▸ **EXERCISE TASK**:
Output each line of the material below as a numbered list, omitting any blank lines.

Stored items:
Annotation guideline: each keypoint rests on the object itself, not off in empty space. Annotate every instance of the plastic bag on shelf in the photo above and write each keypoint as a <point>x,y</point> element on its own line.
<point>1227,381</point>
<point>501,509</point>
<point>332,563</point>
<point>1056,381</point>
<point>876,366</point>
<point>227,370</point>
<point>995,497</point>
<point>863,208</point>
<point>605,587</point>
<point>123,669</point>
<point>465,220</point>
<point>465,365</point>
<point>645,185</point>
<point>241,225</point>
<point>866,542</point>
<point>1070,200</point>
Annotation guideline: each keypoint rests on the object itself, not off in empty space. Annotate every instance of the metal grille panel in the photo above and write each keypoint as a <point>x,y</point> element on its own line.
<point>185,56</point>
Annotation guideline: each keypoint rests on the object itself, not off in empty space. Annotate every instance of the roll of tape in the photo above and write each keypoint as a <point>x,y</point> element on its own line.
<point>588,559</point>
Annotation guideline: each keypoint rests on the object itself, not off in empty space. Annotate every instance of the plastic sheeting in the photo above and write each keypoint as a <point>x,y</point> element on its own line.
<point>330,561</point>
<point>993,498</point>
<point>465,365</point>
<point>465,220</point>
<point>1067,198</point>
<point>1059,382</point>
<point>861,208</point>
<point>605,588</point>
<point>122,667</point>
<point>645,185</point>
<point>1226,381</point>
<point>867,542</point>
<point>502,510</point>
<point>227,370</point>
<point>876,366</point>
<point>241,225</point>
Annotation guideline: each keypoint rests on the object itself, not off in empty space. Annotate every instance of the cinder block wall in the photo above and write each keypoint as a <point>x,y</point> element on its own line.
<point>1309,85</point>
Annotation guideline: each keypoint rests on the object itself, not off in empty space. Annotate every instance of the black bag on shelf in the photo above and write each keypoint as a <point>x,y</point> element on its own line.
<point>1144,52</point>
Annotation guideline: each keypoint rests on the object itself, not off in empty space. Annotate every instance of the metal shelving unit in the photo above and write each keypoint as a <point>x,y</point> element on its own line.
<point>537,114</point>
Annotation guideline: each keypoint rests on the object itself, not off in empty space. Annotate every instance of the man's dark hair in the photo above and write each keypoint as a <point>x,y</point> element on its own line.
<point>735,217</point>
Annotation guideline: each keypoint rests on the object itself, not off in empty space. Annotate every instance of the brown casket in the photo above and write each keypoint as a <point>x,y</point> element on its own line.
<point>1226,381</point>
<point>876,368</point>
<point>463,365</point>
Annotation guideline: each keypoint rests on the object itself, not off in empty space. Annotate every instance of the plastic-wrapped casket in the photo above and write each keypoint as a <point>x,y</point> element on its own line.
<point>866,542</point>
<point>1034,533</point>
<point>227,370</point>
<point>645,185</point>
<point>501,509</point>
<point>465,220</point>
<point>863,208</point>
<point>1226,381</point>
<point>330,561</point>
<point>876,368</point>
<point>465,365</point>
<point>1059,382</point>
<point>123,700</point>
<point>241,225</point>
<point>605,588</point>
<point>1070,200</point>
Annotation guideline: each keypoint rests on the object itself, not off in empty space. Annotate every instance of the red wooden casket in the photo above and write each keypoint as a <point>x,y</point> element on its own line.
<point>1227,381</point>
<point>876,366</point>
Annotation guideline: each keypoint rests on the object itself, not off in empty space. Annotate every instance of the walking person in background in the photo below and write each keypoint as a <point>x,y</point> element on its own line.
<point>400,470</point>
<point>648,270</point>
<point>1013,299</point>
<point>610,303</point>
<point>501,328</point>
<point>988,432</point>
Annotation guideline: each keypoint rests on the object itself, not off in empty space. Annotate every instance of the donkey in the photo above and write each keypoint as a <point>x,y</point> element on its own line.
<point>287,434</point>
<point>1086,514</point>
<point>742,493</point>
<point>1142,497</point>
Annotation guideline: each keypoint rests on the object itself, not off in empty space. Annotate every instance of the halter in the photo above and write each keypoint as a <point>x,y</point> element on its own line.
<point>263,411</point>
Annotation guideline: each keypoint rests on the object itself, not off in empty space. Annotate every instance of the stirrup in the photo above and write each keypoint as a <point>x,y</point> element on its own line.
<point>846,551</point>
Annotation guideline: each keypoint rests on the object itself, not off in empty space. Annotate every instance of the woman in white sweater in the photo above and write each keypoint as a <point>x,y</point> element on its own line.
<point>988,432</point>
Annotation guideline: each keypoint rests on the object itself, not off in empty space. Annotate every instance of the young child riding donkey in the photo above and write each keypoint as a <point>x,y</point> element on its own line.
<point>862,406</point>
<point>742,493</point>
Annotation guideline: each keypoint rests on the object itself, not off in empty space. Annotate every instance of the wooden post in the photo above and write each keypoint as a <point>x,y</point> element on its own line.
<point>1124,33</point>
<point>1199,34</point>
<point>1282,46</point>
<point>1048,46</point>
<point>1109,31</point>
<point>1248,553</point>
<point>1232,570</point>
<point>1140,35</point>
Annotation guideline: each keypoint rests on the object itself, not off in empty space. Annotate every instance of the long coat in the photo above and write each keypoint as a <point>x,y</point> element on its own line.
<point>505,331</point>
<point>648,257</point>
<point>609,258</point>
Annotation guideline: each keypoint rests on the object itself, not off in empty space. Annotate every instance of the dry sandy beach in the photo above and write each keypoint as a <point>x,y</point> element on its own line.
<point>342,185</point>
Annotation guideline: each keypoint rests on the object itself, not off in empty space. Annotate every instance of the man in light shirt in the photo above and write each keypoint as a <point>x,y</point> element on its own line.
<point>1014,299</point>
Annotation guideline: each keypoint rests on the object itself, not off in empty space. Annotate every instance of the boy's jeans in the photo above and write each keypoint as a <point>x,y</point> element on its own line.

▸ **FINISHED EXERCISE**:
1. Annotation guideline: each keypoint rests on the object itself, not off in empty space. Annotate every instance of the plastic bag on shelf in the photo above and write each keypoint as a <point>x,y</point> element on its own line.
2. <point>1227,381</point>
3. <point>501,509</point>
4. <point>332,563</point>
5. <point>1056,381</point>
6. <point>876,366</point>
7. <point>227,370</point>
8. <point>995,497</point>
9. <point>863,208</point>
10. <point>605,587</point>
11. <point>123,669</point>
12. <point>465,220</point>
13. <point>465,365</point>
14. <point>645,185</point>
15. <point>241,225</point>
16. <point>866,542</point>
17. <point>1070,200</point>
18. Annotation guideline: each keypoint rests on the object itself, not off in empty space. Annotate every instance of the metal grille panel in the photo above and write each keypoint as a <point>x,y</point> element on its own line.
19. <point>185,56</point>
20. Annotation guideline: each keypoint rests on the object itself, not off in empty space. Annotate every instance of the roll of tape in the photo above and write each keypoint as a <point>x,y</point> element on its own line.
21. <point>588,559</point>
22. Annotation guideline: each keypoint rests on the object itself, not off in empty space. Annotate every instance of the plastic sheeting in the photo above and write each keypoint as a <point>x,y</point> element on its own line.
23. <point>330,561</point>
24. <point>993,498</point>
25. <point>465,365</point>
26. <point>465,220</point>
27. <point>1067,198</point>
28. <point>1059,382</point>
29. <point>861,208</point>
30. <point>605,588</point>
31. <point>122,667</point>
32. <point>645,185</point>
33. <point>1226,381</point>
34. <point>867,542</point>
35. <point>502,510</point>
36. <point>227,370</point>
37. <point>876,366</point>
38. <point>241,225</point>
39. Annotation guideline: each keypoint rests on the object itself, not off in empty space. Annotate every instance of the cinder block wall in the photo above and write each keypoint as a <point>x,y</point> element on its own line.
40. <point>1309,85</point>
41. Annotation guideline: each keypoint rests on the object itself, not off in empty space. Annotate every instance of the black bag on shelf in the photo above and write each keypoint as a <point>x,y</point> element on its own line.
42. <point>1144,52</point>
43. Annotation guideline: each keypoint rests on the object itself, not off in empty space. Annotate every instance of the metal shelving unit in the photo above and write each keypoint as a <point>x,y</point> element on its own line.
44. <point>537,114</point>
45. Annotation guideline: each keypoint rests on the object itself, not off in empty space. Annotate every instance of the man's dark hair in the photo above and write each keypoint as a <point>x,y</point> element on its own line.
46. <point>735,217</point>
47. Annotation guideline: each keypoint rests on the object itself, not off in empty space. Annotate every instance of the brown casket in the photo above and write each keypoint as a <point>x,y</point> element on its own line.
48. <point>1226,381</point>
49. <point>876,368</point>
50. <point>463,365</point>
51. Annotation guideline: each keypoint rests on the object itself, not off in empty space. Annotate every instance of the plastic-wrapped casket in the photo above and write each keypoint as a <point>x,y</point> element on its own line.
52. <point>866,542</point>
53. <point>1034,533</point>
54. <point>227,370</point>
55. <point>645,185</point>
56. <point>501,509</point>
57. <point>465,220</point>
58. <point>863,208</point>
59. <point>1226,381</point>
60. <point>330,561</point>
61. <point>876,368</point>
62. <point>465,365</point>
63. <point>1059,382</point>
64. <point>123,700</point>
65. <point>241,225</point>
66. <point>605,588</point>
67. <point>1070,200</point>
68. Annotation guideline: each keypoint rests on the object itself, not off in empty space. Annotate every instance of the red wooden casket in the photo above and write each keypoint as a <point>x,y</point> element on its own line.
69. <point>1227,381</point>
70. <point>876,366</point>
71. Annotation guideline: each keypoint rests on the object itself, not off in empty space. Annotate every instance of the walking person in background in the photo below and write each keypoint as a <point>x,y</point> element on its own line.
72. <point>400,470</point>
73. <point>648,270</point>
74. <point>1013,299</point>
75. <point>610,303</point>
76. <point>501,328</point>
77. <point>988,432</point>
78. Annotation guideline: each keypoint rests on the object itself, not off in empty space. Annotate every instance of the donkey in the photo above and write each keypoint as a <point>x,y</point> element on its own line.
79. <point>287,434</point>
80. <point>1086,514</point>
81. <point>742,493</point>
82. <point>1142,497</point>
83. Annotation guideline: each keypoint rests on the object itself, not off in empty space. Annotate every instance of the halter in the photo above and write each keypoint as a <point>x,y</point> element on its own line.
84. <point>263,411</point>
85. Annotation guideline: each keypoint rests on the object itself, not off in empty space. Annotate every instance of the stirrup in the photo above and write each keypoint as a <point>x,y</point> element on its own line.
86. <point>846,551</point>
87. Annotation guideline: each keypoint rests on the object itself, not off in empty space. Annotate every instance of the woman in white sweater in the photo above and write each keypoint as a <point>x,y</point> element on its own line.
88. <point>988,432</point>
89. Annotation guideline: each keypoint rests on the object itself, not off in empty space. Annotate every instance of the young child riding donkey in the photo above and write each keypoint as a <point>x,y</point> element on its own line.
90. <point>862,406</point>
91. <point>742,493</point>
92. Annotation guideline: each keypoint rests on the object itself, not off in empty space. Annotate every instance of the wooden post in the photo above and write each keypoint as a <point>x,y</point> element on its own line.
93. <point>1124,33</point>
94. <point>1199,34</point>
95. <point>1282,46</point>
96. <point>1048,46</point>
97. <point>1109,31</point>
98. <point>1248,553</point>
99. <point>1232,570</point>
100. <point>1140,35</point>
101. Annotation guideline: each keypoint rests on the object itself, not off in empty space. Annotate every instance of the long coat in the photo above and write each keypoint as a <point>x,y</point> element on its own line.
102. <point>505,331</point>
103. <point>648,257</point>
104. <point>609,258</point>
105. Annotation guideline: each keypoint rests on the object itself, not off in empty space. Annotate every instance of the dry sandy beach in the photo above and write each keypoint as a <point>x,y</point> element on its own line.
106. <point>342,185</point>
107. Annotation guideline: each keypoint rests on the object itself, not off in empty space. Annotate every instance of the man in light shirt in the photo above and write each keypoint as a <point>x,y</point> element on its own line.
108. <point>1014,299</point>
109. Annotation guideline: each keypoint rests on the object itself, not off in empty space. Annotate every instance of the boy's jeans in the photo above and write each keypoint as a <point>x,y</point> element on its own line.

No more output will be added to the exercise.